### DIRECTIONS FOR THIS TASK
Write out every entry below exactly as it appears. Pictures do not belong in the copy.

### SOURCE INFORMATION
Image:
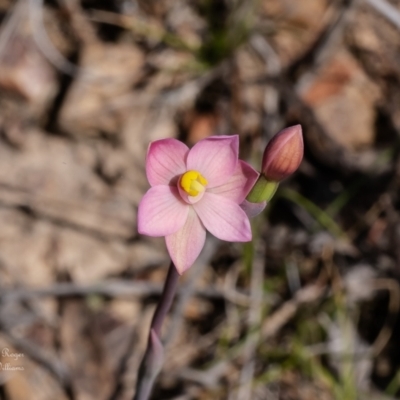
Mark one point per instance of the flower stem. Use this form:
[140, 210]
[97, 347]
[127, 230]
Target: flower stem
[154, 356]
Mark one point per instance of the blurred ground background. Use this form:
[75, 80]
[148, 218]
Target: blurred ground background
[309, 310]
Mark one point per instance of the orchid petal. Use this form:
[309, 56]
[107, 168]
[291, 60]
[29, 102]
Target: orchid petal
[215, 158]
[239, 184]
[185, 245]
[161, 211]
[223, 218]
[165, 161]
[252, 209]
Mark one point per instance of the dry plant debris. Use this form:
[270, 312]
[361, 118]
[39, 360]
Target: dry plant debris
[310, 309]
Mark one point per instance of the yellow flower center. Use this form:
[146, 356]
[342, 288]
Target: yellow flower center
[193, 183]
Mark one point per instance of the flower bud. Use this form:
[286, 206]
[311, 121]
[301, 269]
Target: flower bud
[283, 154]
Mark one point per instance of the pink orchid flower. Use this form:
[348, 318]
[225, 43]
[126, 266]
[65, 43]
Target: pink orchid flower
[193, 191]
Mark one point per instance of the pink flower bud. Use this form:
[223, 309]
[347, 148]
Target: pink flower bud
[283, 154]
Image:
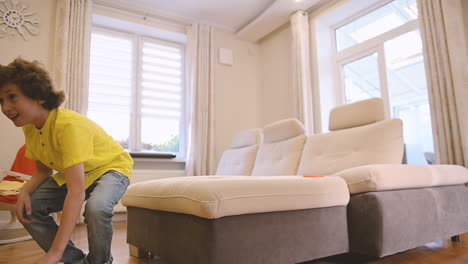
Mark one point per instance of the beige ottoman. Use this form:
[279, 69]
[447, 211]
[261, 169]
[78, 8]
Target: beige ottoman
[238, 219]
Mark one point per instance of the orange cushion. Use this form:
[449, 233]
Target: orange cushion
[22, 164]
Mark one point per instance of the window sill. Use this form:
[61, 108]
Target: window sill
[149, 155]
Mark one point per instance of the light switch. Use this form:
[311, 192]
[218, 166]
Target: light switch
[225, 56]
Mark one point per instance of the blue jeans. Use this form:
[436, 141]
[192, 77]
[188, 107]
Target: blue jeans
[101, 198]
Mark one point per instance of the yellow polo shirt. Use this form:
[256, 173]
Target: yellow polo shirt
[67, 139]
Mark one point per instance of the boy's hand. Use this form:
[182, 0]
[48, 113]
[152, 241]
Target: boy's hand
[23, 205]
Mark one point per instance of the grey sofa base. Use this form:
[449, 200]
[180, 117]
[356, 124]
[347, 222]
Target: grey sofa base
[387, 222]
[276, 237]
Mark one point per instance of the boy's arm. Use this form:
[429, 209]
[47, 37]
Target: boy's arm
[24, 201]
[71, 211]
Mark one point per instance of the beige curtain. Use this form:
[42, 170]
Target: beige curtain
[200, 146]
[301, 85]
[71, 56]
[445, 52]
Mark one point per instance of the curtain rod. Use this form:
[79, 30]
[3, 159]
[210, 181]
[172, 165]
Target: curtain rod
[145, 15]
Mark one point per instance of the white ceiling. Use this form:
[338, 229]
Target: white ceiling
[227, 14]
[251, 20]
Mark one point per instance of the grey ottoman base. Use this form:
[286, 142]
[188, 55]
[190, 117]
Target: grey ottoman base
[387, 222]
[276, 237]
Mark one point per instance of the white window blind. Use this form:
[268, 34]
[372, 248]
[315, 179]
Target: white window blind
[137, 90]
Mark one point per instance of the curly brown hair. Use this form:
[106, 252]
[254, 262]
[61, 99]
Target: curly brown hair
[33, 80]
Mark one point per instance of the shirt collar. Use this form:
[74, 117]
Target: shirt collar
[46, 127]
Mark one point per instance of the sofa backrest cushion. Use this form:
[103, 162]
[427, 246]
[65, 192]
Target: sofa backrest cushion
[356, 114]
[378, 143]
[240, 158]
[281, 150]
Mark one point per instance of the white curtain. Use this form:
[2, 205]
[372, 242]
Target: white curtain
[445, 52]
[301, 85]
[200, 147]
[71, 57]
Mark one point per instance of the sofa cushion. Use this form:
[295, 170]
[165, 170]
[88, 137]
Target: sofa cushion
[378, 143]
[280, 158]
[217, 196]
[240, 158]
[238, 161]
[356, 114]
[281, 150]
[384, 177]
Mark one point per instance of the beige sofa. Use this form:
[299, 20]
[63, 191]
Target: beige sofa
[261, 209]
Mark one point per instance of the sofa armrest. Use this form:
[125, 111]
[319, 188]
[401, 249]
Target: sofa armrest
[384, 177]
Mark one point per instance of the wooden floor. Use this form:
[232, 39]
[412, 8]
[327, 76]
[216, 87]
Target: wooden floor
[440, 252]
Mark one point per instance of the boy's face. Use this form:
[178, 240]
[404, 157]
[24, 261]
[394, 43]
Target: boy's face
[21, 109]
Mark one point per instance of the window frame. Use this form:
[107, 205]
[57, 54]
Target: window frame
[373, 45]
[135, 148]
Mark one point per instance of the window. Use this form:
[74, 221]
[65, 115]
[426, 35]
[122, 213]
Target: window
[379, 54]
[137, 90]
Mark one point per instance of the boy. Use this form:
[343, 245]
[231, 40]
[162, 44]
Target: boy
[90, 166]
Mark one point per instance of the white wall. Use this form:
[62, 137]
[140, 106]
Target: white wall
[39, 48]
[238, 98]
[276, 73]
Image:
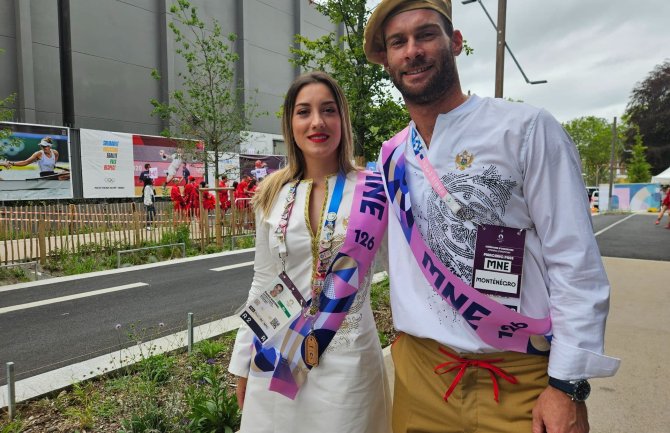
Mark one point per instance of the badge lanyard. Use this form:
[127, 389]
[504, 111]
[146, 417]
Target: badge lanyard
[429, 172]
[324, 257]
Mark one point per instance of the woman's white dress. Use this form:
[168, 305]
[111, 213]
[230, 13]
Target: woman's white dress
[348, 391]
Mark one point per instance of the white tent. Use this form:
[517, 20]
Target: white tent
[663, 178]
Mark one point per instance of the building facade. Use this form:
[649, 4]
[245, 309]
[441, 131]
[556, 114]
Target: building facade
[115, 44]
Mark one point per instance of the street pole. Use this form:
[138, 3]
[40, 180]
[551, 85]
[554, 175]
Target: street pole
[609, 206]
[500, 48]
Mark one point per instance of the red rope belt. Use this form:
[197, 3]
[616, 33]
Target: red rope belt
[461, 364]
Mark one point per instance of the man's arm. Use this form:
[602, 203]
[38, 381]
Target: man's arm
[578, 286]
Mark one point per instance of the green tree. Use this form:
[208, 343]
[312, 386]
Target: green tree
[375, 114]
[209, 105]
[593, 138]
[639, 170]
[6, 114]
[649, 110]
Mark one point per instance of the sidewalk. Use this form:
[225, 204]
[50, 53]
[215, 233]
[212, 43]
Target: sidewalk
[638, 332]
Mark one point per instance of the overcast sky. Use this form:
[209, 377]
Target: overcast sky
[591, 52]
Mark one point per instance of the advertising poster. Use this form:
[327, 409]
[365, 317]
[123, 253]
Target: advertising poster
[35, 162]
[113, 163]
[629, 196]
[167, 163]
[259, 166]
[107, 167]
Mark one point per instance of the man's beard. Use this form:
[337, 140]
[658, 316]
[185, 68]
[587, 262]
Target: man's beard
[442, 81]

### SOLUTION BELOW
Image:
Mark one point per instance of the flower stem. Use this form:
[140, 210]
[97, 347]
[127, 230]
Target: flower stem
[154, 356]
Mark one point per instance of the blurred ground background. Use this form:
[75, 80]
[148, 218]
Target: blurred ground background
[309, 310]
Mark one point per instance of the orchid petal. Use this form:
[309, 56]
[107, 168]
[291, 60]
[29, 102]
Target: orchid petal
[215, 158]
[239, 184]
[185, 245]
[161, 211]
[223, 218]
[165, 161]
[252, 209]
Mark one point per instance of the dry plant debris. Use this form:
[270, 312]
[361, 118]
[39, 360]
Target: dry plant debris
[310, 309]
Mark one point per instance of the yellow flower center. Use this form:
[146, 356]
[342, 288]
Target: yellow flower center
[193, 183]
Mark one point per instance of the flower bud. Use this form:
[286, 206]
[311, 121]
[301, 269]
Target: flower bud
[283, 154]
Mark one point per instance of the pink orchid flower. Use this form:
[348, 318]
[225, 43]
[126, 266]
[65, 43]
Target: pink orchid flower
[193, 191]
Mark one point per instance of the pink flower bud. Use this form:
[223, 309]
[347, 148]
Target: pink flower bud
[283, 154]
Image:
Mark one point per instance of the beige ottoman. Use this form:
[279, 69]
[447, 211]
[261, 169]
[78, 8]
Target: beige ottoman
[238, 219]
Mark one point per instance of the orange cushion. Use this form:
[449, 233]
Target: orange cushion
[22, 164]
Mark one point per instance of the window sill. Use this form:
[61, 108]
Target: window sill
[149, 155]
Mark one point per instance of the light switch. Use this form:
[311, 192]
[218, 166]
Target: light switch
[225, 56]
Mark one point per instance of the blue jeans. Use this form:
[436, 141]
[192, 77]
[188, 107]
Target: blue jeans
[101, 198]
Mark one point per instance of the yellow polo shirt. Use this form:
[256, 173]
Target: yellow polo shirt
[67, 139]
Mark one point per instance of the boy's hand. Use this form:
[182, 0]
[48, 113]
[152, 241]
Target: boy's hand
[23, 205]
Mark one point per instance of the grey sofa base. Use this form:
[449, 200]
[180, 117]
[356, 124]
[347, 222]
Target: grey sofa base
[387, 222]
[276, 237]
Mark one point per instance of the boy's arm. Use this form:
[429, 209]
[47, 37]
Target: boy's arm
[24, 201]
[71, 211]
Mark one point per instance of the beige curtain. Use this form:
[42, 170]
Target: beige curtain
[200, 146]
[301, 85]
[71, 56]
[445, 52]
Mark one point per instance of the curtain rod. Use this form:
[79, 30]
[3, 159]
[210, 181]
[172, 165]
Target: curtain rod
[145, 15]
Mark one point per instance of the white ceiling. Use this form:
[338, 229]
Target: white ceiling
[227, 14]
[251, 20]
Mark one point per instance of the grey ottoman base. Use this form:
[286, 142]
[188, 55]
[190, 117]
Target: grey ottoman base
[387, 222]
[276, 237]
Mark one point per instance of the white window blind. Use this form:
[268, 34]
[372, 248]
[315, 179]
Target: white window blind
[137, 90]
Mark one point per instance of the curly brown hair. Use this form:
[106, 252]
[254, 262]
[61, 99]
Target: curly brown hair
[33, 80]
Mark one point per instance of the shirt collar. Use this form:
[74, 117]
Target: shirt collar
[46, 127]
Mark one point per instance of the sofa backrest cushion. Use this form:
[103, 162]
[427, 246]
[65, 192]
Target: sofa backrest cushion
[356, 114]
[378, 143]
[240, 158]
[281, 150]
Mark one point per instance of the white curtain. Use this form:
[2, 205]
[372, 242]
Target: white curtain
[445, 52]
[301, 85]
[200, 147]
[71, 57]
Mark one point per instance of the sofa cushion. Use this form:
[295, 170]
[165, 170]
[88, 137]
Target: sofa cushion
[378, 143]
[280, 158]
[217, 196]
[240, 158]
[238, 161]
[356, 114]
[281, 150]
[384, 177]
Mark one point per instance of the beige sofa. Use this form:
[299, 20]
[63, 191]
Target: beige sofa
[261, 209]
Mark one point per instance of the sofa armrest. Use this form:
[125, 111]
[319, 188]
[401, 249]
Target: sofa armrest
[384, 177]
Mark one point per instance of the wooden floor. Use this form:
[232, 39]
[412, 8]
[327, 76]
[216, 87]
Target: wooden floor
[440, 252]
Mark one point per instance of the boy's face. Use this form:
[178, 240]
[404, 157]
[24, 261]
[394, 43]
Target: boy's face
[21, 109]
Mark one point per instance of the window frame. Use this form:
[107, 205]
[57, 54]
Target: window frame
[373, 45]
[135, 148]
Mark one point per instance of the window. Use this form:
[74, 221]
[65, 115]
[426, 35]
[122, 213]
Target: window
[379, 54]
[137, 90]
Mark one point per instance of the boy. Use this form:
[343, 245]
[231, 40]
[162, 44]
Target: boy
[90, 166]
Mark one point per instance of the white wall. Use this form:
[62, 137]
[140, 106]
Target: white wall
[39, 48]
[238, 98]
[276, 73]
Image:
Mark one point per instance of the badge lanyard. Use this form:
[127, 389]
[504, 111]
[146, 417]
Target: badge lanyard
[429, 172]
[324, 257]
Mark one point per instance of the woman's white dress. Use this form:
[168, 305]
[111, 213]
[230, 13]
Target: woman's white dress
[348, 391]
Mark one point per instance of the white tent. Use this form:
[517, 20]
Target: white tent
[663, 178]
Mark one point per instance of the building facade. Use this form:
[649, 4]
[245, 309]
[441, 131]
[556, 114]
Target: building facade
[115, 44]
Mark one point per instance of the street pole. Use this form:
[138, 3]
[40, 180]
[551, 85]
[554, 175]
Target: street pole
[609, 206]
[500, 48]
Mark one point per instance of the red rope belt. Use this form:
[197, 3]
[616, 33]
Target: red rope belt
[461, 364]
Mark one point per instance of the man's arm. Use this form:
[602, 203]
[38, 381]
Target: man's arm
[578, 286]
Mark one point per instance of the green tree. Use this form:
[208, 343]
[312, 386]
Target: green tree
[375, 114]
[209, 105]
[593, 138]
[639, 170]
[6, 114]
[649, 110]
Mark one point per instance of the sidewalk. Use this form:
[225, 204]
[50, 53]
[215, 233]
[212, 43]
Target: sidewalk
[638, 332]
Mark one point per instance of the overcast sky. Use this form:
[209, 377]
Target: overcast sky
[591, 52]
Mark one point per instance of the advertising poster. Use this form:
[327, 409]
[365, 317]
[123, 253]
Target: advertising poster
[35, 162]
[113, 163]
[629, 196]
[167, 163]
[259, 166]
[107, 167]
Mark one point per instance of the man's beard. Use this form:
[337, 140]
[658, 316]
[185, 68]
[587, 262]
Target: man's beard
[442, 81]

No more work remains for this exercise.